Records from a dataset
↓

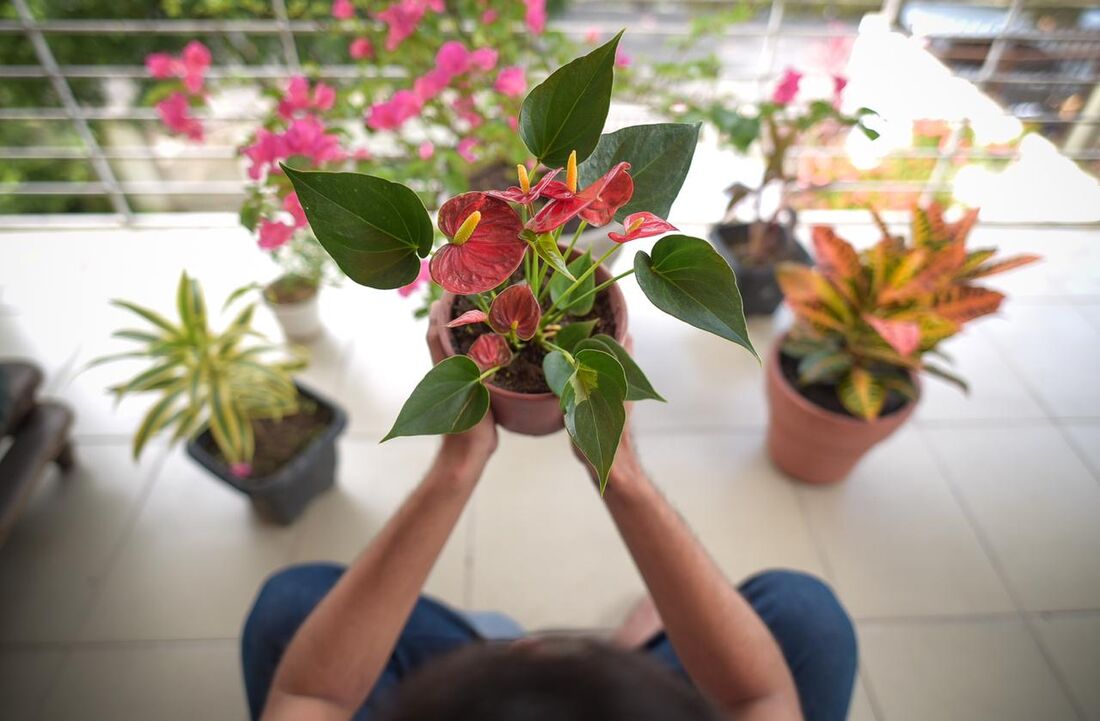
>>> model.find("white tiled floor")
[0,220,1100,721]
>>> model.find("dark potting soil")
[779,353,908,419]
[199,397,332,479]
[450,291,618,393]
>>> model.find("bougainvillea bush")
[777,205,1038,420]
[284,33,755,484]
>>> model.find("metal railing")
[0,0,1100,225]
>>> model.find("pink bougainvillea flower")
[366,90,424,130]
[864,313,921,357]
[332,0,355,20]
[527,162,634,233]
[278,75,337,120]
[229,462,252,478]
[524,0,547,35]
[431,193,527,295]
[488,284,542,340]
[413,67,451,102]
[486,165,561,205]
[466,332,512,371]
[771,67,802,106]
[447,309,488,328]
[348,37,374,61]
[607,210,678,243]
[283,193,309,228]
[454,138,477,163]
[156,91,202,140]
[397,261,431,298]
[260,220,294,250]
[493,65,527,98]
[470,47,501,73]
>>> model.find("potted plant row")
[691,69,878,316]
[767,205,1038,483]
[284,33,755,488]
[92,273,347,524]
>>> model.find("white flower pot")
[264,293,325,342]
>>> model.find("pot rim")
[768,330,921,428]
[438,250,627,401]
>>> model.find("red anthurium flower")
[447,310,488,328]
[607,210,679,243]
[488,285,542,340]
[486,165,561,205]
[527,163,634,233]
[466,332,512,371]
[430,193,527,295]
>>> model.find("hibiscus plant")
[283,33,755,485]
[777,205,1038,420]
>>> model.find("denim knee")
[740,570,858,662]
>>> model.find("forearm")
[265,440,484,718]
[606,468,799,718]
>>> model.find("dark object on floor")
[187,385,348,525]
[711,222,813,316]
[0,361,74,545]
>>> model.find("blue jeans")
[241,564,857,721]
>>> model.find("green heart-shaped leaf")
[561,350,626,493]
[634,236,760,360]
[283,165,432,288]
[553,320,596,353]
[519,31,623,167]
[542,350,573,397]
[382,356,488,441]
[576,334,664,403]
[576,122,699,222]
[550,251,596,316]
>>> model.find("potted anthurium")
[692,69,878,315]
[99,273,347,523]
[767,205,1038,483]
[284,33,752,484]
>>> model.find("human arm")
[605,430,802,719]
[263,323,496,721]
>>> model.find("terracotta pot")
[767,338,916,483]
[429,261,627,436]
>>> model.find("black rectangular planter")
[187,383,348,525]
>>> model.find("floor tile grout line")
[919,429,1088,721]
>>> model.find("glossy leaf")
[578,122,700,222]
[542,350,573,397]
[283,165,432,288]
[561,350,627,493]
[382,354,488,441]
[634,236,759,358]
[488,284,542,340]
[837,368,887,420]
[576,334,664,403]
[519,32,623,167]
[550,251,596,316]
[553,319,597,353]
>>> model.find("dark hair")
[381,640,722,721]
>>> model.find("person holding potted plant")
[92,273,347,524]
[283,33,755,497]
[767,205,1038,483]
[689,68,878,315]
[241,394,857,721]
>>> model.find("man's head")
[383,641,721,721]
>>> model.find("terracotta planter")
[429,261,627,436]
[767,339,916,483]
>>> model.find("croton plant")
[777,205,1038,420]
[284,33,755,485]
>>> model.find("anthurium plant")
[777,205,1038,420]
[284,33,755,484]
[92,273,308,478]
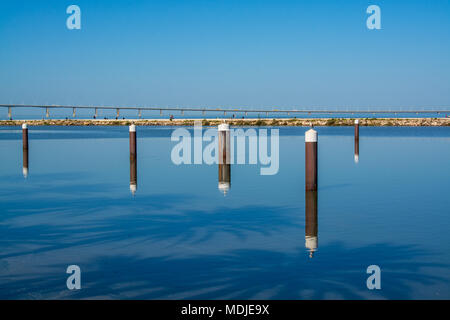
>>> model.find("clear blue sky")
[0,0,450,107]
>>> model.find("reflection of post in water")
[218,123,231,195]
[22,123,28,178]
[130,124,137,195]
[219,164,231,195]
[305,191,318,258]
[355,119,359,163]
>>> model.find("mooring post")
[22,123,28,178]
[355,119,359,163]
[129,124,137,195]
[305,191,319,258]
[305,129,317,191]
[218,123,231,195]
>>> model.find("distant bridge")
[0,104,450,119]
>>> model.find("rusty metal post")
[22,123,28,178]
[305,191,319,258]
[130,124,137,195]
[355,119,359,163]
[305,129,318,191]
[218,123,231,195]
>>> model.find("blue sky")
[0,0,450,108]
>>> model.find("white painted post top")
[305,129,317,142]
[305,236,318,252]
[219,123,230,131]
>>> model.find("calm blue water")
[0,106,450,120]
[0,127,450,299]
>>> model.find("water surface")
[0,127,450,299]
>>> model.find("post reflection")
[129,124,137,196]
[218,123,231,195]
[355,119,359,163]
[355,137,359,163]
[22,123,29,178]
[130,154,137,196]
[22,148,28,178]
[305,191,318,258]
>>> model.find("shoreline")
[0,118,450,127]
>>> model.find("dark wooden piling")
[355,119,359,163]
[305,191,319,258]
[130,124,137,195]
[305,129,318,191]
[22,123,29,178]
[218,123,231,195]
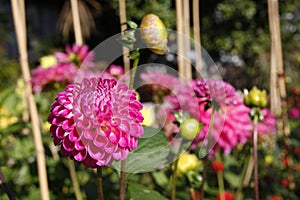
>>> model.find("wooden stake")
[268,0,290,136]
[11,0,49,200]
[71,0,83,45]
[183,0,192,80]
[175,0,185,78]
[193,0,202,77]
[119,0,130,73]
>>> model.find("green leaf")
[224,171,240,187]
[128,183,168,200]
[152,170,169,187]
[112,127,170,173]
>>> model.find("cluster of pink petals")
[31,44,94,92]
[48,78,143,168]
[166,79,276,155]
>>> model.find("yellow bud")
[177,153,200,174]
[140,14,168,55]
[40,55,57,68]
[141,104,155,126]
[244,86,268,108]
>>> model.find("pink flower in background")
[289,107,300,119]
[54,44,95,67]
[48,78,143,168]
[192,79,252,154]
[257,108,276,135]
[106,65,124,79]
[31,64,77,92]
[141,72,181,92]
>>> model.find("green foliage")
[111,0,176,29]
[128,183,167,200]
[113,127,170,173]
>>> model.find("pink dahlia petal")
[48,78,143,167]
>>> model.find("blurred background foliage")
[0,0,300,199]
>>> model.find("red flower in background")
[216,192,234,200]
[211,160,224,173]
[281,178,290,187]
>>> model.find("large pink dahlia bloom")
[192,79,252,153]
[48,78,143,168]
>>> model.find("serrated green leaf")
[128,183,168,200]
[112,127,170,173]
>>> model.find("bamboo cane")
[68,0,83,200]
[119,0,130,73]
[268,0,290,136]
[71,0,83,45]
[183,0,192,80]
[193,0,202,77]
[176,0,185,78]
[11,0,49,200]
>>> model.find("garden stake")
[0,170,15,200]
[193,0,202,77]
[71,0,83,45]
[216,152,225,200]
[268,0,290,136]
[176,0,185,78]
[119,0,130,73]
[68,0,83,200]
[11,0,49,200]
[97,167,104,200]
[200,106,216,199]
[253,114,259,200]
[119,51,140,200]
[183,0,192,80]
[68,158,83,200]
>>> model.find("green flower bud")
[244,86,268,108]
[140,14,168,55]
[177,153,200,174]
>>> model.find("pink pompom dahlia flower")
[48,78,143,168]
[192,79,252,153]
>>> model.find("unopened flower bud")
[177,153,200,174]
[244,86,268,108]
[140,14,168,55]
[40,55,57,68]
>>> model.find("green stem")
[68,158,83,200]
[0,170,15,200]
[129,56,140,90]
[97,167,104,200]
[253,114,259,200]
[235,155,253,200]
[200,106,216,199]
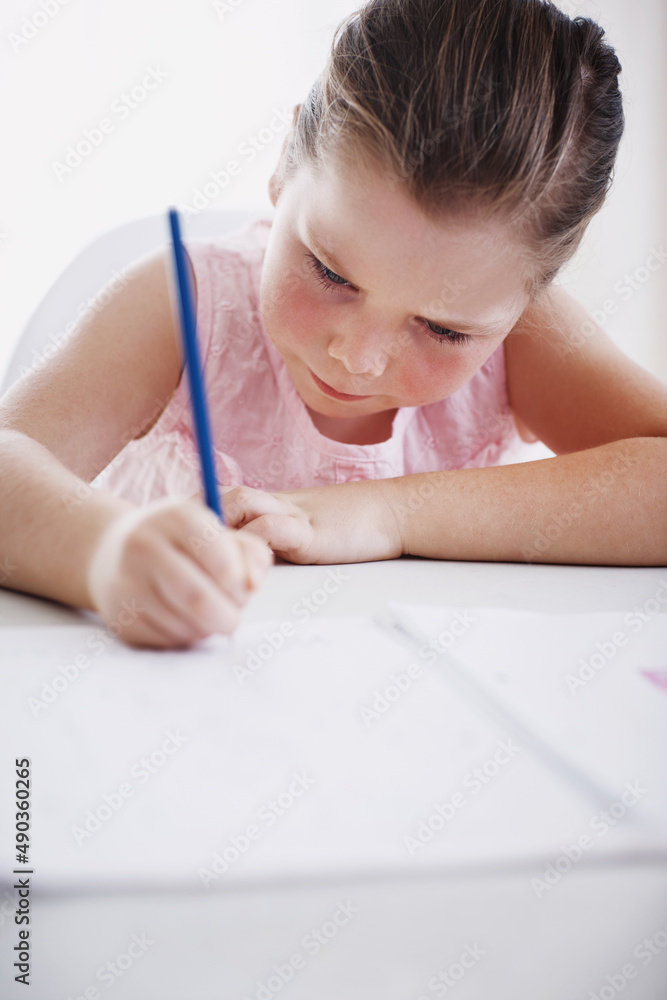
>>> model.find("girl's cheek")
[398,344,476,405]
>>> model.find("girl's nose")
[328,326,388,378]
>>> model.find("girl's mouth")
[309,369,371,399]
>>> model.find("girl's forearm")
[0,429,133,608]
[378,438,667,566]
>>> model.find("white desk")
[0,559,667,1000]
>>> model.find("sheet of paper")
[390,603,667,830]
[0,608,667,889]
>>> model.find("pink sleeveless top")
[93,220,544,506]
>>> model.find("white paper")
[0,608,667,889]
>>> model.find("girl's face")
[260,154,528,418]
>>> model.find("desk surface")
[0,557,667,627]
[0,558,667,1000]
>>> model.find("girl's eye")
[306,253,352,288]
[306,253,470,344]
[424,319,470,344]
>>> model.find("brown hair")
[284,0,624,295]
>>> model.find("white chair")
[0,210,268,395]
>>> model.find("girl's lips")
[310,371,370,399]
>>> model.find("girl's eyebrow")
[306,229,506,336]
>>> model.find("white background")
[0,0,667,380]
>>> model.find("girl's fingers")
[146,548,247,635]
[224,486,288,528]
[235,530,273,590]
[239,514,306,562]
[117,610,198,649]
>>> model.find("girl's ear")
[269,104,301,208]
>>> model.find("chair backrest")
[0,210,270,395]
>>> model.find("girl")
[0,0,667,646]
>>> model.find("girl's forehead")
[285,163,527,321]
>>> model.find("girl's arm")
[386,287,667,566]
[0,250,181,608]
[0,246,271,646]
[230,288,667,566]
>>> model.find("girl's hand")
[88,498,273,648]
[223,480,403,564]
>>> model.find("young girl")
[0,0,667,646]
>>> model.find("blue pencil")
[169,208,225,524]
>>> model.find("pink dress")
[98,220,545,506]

↑

## EXERCISE DIRECTIONS
Please count how many lines in the listing above contain the word "wooden", and reply with that number alone.

## FINISHED TASK
2